GIVEN INSTRUCTION
Locate each line in the records below that contains the string "blue", and copy every such line.

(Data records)

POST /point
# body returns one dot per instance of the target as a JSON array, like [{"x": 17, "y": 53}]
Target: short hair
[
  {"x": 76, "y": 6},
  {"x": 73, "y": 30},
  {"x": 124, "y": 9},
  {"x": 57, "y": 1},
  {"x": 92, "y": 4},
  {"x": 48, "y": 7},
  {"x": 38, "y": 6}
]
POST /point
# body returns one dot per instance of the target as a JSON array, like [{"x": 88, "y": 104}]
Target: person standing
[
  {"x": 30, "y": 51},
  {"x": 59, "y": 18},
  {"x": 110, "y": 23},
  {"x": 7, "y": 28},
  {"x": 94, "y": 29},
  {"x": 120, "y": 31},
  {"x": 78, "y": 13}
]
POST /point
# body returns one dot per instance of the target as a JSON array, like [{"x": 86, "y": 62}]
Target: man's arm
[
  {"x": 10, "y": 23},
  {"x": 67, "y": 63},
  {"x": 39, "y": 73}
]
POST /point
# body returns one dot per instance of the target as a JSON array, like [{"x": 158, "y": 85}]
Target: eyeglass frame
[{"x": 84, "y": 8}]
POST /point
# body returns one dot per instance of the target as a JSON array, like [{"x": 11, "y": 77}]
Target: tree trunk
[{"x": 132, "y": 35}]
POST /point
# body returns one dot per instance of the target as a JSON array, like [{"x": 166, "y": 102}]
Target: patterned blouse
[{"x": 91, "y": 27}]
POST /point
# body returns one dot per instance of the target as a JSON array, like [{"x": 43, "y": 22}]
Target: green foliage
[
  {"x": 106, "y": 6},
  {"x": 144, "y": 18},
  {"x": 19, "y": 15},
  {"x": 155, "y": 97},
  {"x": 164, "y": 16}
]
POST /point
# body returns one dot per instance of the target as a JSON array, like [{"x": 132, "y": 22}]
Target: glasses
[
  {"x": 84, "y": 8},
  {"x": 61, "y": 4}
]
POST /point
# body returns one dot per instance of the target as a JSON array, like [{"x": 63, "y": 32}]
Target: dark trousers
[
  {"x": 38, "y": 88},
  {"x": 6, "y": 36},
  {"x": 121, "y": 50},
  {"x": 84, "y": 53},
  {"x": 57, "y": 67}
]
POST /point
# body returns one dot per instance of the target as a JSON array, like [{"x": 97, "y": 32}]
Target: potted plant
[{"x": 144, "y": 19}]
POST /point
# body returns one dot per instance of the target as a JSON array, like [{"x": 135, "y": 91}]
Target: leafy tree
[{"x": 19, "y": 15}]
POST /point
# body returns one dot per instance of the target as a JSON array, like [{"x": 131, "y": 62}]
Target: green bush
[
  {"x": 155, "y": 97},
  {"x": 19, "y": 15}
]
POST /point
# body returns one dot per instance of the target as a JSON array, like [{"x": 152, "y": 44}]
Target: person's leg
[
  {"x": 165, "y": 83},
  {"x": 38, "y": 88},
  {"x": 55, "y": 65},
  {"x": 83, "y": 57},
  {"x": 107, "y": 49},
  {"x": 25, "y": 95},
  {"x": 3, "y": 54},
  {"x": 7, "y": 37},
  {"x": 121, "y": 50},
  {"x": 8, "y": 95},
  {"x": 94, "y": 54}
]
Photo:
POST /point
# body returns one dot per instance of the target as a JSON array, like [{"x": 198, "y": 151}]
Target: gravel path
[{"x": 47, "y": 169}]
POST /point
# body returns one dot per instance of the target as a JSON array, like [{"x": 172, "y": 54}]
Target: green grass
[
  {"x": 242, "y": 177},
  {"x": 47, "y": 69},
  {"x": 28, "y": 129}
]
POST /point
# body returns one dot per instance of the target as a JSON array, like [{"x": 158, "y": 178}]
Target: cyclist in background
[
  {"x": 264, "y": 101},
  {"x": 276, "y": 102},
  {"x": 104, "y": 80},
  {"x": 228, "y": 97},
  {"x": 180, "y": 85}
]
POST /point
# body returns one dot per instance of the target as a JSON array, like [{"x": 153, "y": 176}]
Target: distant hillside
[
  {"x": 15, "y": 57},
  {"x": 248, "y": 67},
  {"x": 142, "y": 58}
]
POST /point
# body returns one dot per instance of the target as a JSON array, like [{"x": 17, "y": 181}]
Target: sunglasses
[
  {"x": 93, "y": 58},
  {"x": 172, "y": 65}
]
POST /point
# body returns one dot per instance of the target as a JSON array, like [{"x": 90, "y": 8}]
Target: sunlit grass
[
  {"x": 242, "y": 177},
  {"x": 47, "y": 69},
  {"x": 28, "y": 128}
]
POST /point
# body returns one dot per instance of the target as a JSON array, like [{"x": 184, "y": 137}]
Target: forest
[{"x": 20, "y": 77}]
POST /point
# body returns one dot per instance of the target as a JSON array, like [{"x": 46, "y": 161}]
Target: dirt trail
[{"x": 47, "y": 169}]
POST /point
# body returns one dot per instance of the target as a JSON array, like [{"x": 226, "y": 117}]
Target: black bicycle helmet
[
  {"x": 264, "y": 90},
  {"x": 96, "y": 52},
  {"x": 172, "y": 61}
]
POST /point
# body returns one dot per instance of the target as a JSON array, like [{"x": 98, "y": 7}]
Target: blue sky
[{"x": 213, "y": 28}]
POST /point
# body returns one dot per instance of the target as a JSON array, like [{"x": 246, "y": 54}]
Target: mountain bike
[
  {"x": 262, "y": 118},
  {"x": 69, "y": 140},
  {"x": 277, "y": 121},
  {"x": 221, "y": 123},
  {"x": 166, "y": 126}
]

==

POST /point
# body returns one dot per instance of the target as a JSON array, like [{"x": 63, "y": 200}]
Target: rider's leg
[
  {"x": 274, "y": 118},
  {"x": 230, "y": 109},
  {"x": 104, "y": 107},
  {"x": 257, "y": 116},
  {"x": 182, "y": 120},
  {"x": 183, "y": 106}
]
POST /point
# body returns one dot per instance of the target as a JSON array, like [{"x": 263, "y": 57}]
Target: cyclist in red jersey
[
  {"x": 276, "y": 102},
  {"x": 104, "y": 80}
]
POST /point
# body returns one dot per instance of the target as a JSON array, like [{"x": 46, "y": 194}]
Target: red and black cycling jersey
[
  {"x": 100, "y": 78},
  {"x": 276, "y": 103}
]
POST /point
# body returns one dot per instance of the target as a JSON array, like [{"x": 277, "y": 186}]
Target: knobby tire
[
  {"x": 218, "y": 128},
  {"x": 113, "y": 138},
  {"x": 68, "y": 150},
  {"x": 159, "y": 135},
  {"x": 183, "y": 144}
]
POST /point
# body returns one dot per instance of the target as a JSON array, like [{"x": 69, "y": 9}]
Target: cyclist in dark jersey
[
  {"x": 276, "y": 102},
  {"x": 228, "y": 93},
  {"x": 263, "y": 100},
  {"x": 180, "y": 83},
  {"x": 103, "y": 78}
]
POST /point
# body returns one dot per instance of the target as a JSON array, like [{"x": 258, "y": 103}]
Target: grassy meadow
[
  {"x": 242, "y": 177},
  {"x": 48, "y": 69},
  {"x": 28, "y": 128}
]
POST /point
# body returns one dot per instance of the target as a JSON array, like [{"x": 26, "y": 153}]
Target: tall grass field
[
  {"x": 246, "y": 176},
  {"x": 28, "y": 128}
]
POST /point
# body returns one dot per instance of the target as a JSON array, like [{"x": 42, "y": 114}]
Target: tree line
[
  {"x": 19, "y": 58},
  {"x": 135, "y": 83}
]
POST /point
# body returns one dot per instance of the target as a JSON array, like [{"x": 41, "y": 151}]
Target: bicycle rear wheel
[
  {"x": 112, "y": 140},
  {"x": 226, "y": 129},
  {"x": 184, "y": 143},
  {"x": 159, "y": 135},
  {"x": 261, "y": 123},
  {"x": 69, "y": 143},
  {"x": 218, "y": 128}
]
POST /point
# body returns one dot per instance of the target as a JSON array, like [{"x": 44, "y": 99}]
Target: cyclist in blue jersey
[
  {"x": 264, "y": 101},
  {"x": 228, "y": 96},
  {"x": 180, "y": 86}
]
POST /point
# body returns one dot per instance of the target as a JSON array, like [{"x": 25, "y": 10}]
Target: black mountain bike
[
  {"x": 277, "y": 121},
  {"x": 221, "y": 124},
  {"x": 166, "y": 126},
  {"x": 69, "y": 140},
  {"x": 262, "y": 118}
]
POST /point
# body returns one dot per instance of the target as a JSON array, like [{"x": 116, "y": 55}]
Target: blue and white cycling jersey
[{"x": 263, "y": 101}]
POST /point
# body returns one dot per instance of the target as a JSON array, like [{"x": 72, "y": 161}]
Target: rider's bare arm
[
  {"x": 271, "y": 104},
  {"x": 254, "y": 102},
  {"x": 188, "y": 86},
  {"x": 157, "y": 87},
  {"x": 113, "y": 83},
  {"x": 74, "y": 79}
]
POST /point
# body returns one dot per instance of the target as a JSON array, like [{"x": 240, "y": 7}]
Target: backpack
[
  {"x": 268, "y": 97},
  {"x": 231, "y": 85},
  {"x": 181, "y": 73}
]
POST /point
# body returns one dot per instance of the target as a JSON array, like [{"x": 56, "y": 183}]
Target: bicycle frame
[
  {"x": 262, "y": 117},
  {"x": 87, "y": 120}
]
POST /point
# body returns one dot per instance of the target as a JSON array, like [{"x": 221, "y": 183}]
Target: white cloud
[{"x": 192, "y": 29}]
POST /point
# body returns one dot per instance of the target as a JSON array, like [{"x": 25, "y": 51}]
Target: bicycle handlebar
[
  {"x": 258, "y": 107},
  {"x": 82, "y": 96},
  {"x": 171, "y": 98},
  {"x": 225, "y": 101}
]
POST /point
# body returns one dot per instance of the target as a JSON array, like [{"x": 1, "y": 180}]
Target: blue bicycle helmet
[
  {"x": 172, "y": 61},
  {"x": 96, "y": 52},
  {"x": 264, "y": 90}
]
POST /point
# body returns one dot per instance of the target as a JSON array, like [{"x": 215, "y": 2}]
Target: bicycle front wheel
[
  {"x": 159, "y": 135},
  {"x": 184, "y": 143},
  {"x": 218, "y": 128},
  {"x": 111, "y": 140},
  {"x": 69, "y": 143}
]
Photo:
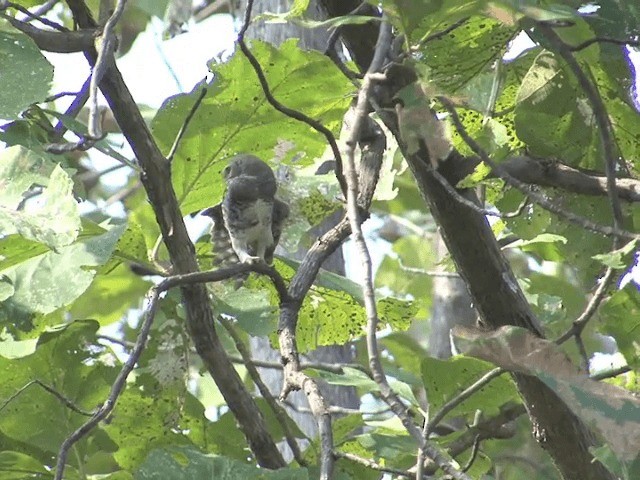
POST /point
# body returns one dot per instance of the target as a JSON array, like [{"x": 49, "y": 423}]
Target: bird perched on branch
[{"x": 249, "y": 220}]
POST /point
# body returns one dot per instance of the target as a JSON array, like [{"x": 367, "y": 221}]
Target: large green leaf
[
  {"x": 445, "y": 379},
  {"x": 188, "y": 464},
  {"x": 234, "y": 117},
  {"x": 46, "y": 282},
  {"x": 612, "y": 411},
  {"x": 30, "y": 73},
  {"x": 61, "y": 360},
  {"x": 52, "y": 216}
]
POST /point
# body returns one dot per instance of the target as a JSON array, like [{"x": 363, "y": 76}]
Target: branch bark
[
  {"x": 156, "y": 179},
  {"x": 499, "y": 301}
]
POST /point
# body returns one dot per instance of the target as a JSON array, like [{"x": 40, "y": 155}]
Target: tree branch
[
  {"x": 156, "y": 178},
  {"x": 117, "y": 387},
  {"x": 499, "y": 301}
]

FULL RESPONSE
Target: blue sky
Target: cyclist in blue jersey
Target: blue and white cycling jersey
Target: blue bicycle helmet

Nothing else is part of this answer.